What you should do
Write out again only the lines running from the one that contains "Where can the nail" to the end of the records below, including both the first and the last.
--- begin Records to process ---
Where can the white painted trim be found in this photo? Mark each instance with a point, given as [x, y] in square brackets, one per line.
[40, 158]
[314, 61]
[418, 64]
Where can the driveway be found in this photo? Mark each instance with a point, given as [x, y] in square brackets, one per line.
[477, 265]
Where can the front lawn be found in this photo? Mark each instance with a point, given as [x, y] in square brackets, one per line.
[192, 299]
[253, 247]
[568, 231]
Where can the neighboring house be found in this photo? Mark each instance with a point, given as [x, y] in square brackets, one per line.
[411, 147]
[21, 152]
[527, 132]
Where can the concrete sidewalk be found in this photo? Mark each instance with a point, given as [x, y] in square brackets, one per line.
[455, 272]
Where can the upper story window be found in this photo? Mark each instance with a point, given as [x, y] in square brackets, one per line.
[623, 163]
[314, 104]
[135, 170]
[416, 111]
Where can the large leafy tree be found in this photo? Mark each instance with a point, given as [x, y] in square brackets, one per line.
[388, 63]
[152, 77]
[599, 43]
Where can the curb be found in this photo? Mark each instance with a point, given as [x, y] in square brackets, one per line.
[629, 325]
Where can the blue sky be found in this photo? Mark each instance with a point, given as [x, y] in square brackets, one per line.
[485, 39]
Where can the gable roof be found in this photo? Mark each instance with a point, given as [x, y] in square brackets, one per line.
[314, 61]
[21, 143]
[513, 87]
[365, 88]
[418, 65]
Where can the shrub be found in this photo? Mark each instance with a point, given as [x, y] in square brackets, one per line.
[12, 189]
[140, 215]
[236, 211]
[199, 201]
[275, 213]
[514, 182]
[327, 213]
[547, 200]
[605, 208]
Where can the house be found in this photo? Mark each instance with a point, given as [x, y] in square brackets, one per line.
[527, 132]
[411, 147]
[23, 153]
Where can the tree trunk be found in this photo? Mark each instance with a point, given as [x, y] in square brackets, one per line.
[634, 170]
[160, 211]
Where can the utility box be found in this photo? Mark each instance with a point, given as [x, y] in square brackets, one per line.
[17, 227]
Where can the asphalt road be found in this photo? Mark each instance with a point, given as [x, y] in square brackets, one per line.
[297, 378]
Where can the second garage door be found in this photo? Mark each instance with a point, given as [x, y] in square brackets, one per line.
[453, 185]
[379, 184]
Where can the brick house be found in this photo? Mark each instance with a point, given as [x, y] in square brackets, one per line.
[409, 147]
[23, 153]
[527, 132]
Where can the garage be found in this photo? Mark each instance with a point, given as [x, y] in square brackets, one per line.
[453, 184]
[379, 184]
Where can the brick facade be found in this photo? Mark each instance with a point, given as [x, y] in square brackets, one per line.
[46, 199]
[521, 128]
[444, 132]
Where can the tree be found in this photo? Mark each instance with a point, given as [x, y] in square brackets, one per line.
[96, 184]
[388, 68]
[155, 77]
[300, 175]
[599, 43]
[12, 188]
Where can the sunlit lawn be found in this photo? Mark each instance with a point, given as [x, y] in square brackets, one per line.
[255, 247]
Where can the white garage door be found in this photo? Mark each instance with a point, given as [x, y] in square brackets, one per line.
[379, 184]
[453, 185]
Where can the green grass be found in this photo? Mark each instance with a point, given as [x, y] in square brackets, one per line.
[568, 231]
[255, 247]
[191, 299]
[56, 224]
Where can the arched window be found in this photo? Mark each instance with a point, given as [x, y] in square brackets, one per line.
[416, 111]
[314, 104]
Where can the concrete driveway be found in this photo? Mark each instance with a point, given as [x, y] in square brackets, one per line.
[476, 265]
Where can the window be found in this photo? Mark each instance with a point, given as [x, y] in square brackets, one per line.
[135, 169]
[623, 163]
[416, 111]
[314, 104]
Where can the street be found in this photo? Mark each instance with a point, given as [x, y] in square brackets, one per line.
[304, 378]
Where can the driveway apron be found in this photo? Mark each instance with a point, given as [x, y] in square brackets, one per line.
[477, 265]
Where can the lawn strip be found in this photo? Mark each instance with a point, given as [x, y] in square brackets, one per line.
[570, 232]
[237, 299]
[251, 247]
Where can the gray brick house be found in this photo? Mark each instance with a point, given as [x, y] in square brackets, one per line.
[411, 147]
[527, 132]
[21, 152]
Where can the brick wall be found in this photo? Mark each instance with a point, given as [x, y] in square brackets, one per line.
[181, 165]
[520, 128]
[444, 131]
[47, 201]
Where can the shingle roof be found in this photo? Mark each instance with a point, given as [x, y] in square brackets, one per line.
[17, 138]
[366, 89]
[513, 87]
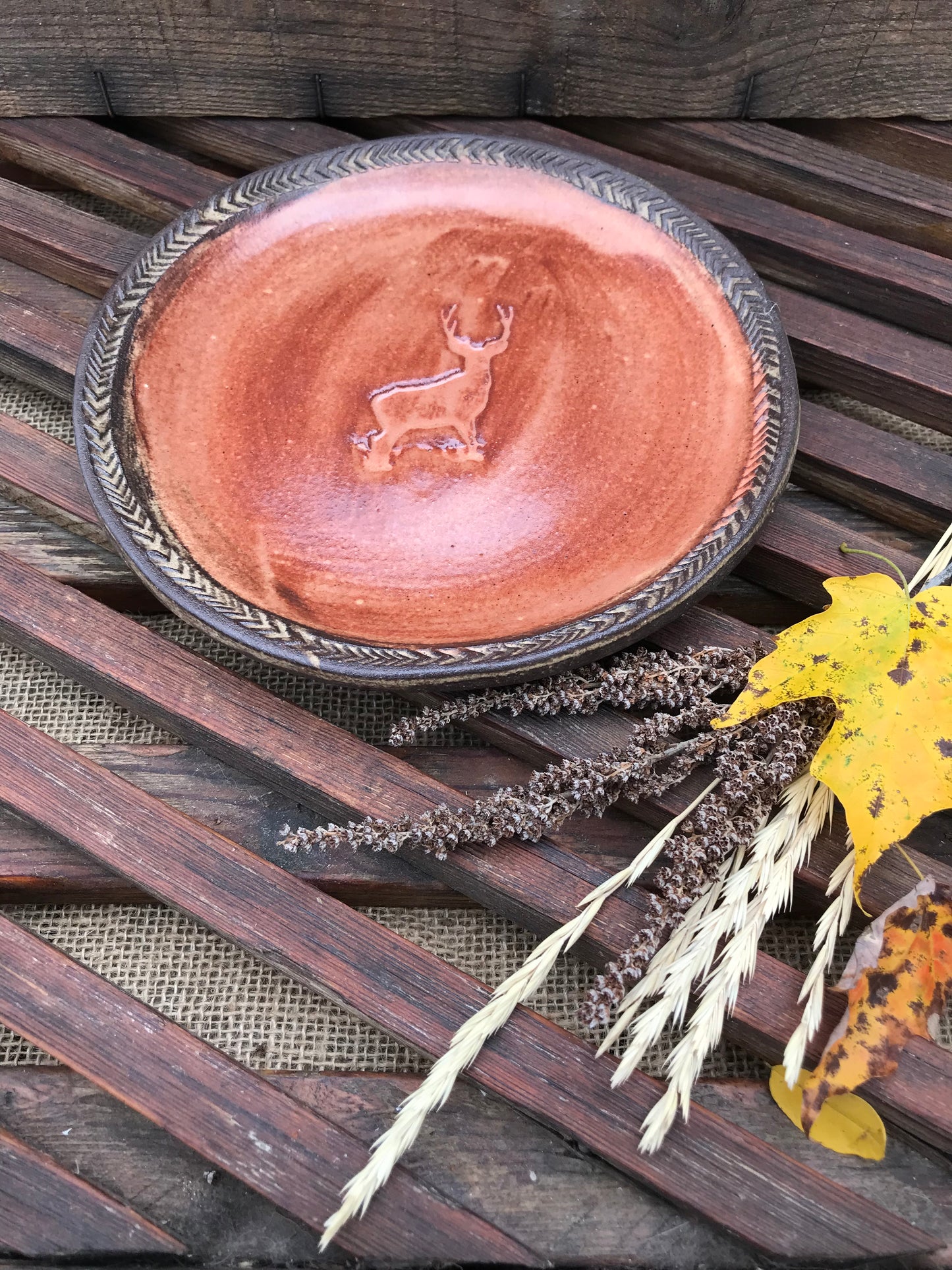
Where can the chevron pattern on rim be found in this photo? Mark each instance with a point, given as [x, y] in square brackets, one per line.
[154, 550]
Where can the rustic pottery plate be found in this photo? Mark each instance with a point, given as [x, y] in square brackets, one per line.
[437, 409]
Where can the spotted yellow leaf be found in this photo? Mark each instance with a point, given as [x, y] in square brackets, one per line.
[886, 663]
[846, 1122]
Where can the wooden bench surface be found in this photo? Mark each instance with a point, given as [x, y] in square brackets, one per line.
[856, 253]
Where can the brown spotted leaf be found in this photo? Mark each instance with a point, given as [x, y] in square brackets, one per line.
[887, 666]
[899, 981]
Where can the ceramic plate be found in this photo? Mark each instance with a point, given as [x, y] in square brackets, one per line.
[441, 409]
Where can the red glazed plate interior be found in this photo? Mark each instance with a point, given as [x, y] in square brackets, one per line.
[441, 404]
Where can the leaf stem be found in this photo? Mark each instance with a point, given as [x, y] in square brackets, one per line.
[876, 556]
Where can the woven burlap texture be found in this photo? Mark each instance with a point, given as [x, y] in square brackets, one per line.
[223, 993]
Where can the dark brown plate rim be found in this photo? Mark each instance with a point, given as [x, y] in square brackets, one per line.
[121, 493]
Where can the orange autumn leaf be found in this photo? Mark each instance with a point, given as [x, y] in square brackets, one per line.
[900, 975]
[886, 663]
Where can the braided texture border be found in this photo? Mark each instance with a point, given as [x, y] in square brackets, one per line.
[101, 390]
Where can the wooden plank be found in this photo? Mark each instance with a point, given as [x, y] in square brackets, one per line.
[876, 471]
[43, 474]
[801, 172]
[36, 291]
[260, 59]
[86, 156]
[530, 889]
[797, 549]
[312, 761]
[38, 347]
[229, 1114]
[248, 144]
[37, 868]
[45, 234]
[910, 144]
[406, 991]
[927, 1068]
[886, 366]
[72, 560]
[860, 271]
[573, 1209]
[46, 1211]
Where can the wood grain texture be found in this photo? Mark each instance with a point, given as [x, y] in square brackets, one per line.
[36, 291]
[37, 868]
[86, 156]
[246, 144]
[538, 888]
[910, 144]
[221, 1109]
[260, 59]
[45, 234]
[813, 253]
[567, 1204]
[879, 473]
[406, 991]
[38, 347]
[46, 1211]
[43, 473]
[806, 173]
[886, 366]
[797, 549]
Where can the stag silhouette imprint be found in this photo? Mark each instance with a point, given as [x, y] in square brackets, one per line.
[451, 401]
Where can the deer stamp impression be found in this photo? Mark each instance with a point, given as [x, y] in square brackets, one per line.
[435, 409]
[452, 400]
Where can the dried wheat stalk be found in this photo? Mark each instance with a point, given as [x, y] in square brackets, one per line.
[474, 1034]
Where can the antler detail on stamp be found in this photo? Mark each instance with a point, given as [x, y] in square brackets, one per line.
[450, 403]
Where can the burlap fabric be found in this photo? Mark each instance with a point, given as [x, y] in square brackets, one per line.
[220, 992]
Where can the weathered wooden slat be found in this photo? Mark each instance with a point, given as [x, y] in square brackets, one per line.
[860, 271]
[86, 156]
[38, 347]
[797, 549]
[248, 144]
[927, 1068]
[36, 291]
[219, 1108]
[46, 1211]
[833, 347]
[800, 172]
[70, 559]
[45, 234]
[914, 145]
[404, 990]
[260, 59]
[571, 1209]
[43, 474]
[879, 473]
[868, 360]
[312, 761]
[38, 868]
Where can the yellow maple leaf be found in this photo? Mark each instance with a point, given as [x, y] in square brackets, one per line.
[898, 989]
[846, 1123]
[886, 663]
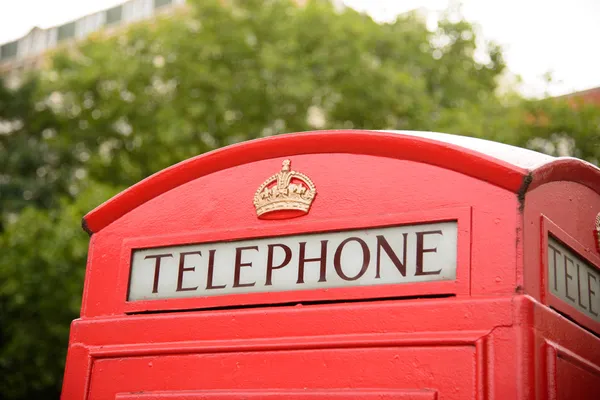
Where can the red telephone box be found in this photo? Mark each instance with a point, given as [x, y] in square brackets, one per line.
[345, 265]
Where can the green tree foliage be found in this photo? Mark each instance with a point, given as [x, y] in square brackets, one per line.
[120, 106]
[41, 275]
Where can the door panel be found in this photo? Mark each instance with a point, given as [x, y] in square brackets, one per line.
[400, 372]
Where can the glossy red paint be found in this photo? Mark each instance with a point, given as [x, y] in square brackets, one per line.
[492, 333]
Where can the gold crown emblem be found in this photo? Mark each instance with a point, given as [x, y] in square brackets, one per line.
[597, 232]
[286, 190]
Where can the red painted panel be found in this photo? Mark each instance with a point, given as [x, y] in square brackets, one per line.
[221, 205]
[567, 210]
[405, 368]
[307, 394]
[417, 326]
[576, 379]
[388, 145]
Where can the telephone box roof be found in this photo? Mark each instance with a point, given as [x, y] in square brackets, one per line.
[512, 168]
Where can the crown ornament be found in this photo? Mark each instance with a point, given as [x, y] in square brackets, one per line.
[287, 190]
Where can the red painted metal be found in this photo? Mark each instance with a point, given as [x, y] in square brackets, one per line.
[493, 333]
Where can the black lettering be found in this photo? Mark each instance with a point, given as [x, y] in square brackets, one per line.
[579, 289]
[211, 270]
[239, 264]
[567, 278]
[555, 252]
[383, 244]
[270, 266]
[182, 269]
[590, 293]
[303, 260]
[337, 260]
[421, 251]
[157, 258]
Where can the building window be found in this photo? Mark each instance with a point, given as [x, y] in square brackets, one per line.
[162, 3]
[114, 15]
[9, 50]
[66, 31]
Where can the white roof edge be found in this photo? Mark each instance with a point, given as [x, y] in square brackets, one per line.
[520, 157]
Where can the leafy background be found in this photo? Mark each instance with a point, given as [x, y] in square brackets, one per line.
[116, 108]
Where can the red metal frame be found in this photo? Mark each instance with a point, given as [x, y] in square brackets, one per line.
[550, 228]
[491, 337]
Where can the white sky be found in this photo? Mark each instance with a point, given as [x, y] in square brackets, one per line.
[539, 36]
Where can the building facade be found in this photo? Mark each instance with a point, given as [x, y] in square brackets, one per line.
[27, 52]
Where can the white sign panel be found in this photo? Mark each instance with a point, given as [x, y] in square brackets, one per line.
[573, 280]
[393, 255]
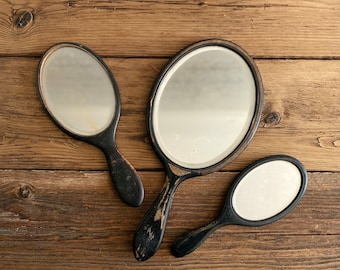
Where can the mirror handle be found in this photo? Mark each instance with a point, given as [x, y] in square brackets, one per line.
[189, 242]
[150, 231]
[125, 179]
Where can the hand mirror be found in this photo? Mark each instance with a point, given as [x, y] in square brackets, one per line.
[80, 94]
[203, 111]
[263, 193]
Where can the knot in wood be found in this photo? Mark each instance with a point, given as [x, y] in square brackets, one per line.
[25, 191]
[272, 118]
[23, 19]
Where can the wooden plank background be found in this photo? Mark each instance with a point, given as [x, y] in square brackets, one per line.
[58, 209]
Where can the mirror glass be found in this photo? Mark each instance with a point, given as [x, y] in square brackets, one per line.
[267, 190]
[77, 91]
[204, 107]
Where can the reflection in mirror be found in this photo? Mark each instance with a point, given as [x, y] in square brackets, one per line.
[204, 110]
[263, 193]
[81, 96]
[211, 89]
[78, 91]
[266, 190]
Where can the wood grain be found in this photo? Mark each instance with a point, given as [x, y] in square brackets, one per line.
[66, 219]
[300, 116]
[58, 209]
[271, 29]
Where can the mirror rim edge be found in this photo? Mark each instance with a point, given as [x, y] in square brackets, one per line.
[112, 126]
[253, 124]
[304, 182]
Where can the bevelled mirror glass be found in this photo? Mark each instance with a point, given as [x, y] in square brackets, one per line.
[261, 194]
[204, 110]
[81, 96]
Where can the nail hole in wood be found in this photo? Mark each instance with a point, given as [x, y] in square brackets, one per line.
[23, 19]
[25, 192]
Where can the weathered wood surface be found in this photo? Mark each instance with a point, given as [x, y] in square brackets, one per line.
[58, 209]
[300, 116]
[156, 28]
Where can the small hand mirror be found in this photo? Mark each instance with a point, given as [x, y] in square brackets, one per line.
[261, 194]
[204, 110]
[81, 96]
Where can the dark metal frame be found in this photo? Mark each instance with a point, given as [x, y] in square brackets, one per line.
[124, 176]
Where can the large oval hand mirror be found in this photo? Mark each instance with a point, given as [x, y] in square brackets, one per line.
[263, 193]
[81, 96]
[204, 110]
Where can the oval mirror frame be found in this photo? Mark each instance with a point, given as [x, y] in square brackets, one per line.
[112, 125]
[124, 177]
[254, 122]
[237, 219]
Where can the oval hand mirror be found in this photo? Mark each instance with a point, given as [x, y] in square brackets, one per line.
[263, 193]
[204, 110]
[81, 96]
--- end Records to process ---
Task response
Where can the nail hole in wood be found in this photo? Mark each instance with a point, given as [x, y] in square brackets, one per line.
[23, 19]
[25, 192]
Where can the weathered wood surface be found in this photo? Mark each instance with a point, given as [x, y] in square brackets, one per line.
[58, 209]
[300, 116]
[156, 28]
Where can the small hand mirror be found in this photo? Mark each instance with a point, given as [x, y] in square brackets, one per line.
[261, 194]
[204, 110]
[81, 96]
Where can the dark metal frame be found in this photo? Mark each instance with a point, given as [x, y] in square brackets, one per line.
[124, 176]
Where can the large oval hand mirror be found in this photo? Mark each instance with a point, given as [x, y] in square brackets, one per line.
[263, 193]
[81, 96]
[204, 110]
Where can the oval mirror frame be found in this photo? Mark each instance with a point, given as [x, y] in square brackets, one per line.
[112, 125]
[124, 177]
[254, 122]
[237, 219]
Where can the oval hand mirror be found in this photo? Mark each instance with a point, given as [x, y] in square brackets, one per line.
[263, 193]
[204, 110]
[81, 96]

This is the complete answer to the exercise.